Provided entries below:
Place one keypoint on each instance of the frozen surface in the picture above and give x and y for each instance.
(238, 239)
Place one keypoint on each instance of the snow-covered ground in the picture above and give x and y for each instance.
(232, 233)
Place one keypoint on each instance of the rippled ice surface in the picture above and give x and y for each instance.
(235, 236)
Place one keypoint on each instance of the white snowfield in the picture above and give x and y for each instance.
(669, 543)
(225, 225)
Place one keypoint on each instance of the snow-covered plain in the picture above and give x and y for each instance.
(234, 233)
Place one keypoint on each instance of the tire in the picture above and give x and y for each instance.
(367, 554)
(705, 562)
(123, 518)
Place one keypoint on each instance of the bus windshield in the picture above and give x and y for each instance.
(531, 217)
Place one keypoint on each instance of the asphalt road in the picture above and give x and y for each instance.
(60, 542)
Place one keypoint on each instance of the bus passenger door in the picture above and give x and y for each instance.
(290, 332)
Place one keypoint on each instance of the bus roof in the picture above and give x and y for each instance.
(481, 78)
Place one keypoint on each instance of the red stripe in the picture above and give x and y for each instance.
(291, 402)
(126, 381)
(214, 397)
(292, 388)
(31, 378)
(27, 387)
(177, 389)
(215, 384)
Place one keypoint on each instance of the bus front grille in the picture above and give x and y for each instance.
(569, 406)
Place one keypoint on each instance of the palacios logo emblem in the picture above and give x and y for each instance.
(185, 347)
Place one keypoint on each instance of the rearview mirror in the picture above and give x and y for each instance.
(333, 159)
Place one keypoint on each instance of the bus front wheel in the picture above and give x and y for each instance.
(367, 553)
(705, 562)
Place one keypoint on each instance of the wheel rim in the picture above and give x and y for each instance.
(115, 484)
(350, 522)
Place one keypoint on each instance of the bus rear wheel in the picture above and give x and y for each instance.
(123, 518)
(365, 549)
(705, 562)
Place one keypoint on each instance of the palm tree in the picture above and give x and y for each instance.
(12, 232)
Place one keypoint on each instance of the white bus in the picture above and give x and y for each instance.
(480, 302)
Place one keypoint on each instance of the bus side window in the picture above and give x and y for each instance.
End of Provided entries.
Answer with an exact copy of the lines from the one containing "Place one keypoint on each instance of the wheel" through the end of the entries above, leaving out everything before.

Solution to this problem:
Place one keypoint on each instance of the wheel rim in the picture above and give x and y for each instance.
(115, 484)
(350, 522)
Place one keypoint on each instance of the bus rear wheel in the picture above and give x and y for each instance.
(123, 518)
(365, 549)
(705, 562)
Place one keypoint on each instance of the palm tree in the picture above and give x and y for each instance.
(12, 232)
Place one keypoint on each instance of the white bus in the picture above and give x and y for each instance.
(480, 302)
Place one keypoint on each instance of the bus side window in the picture above and give x and y for each instance.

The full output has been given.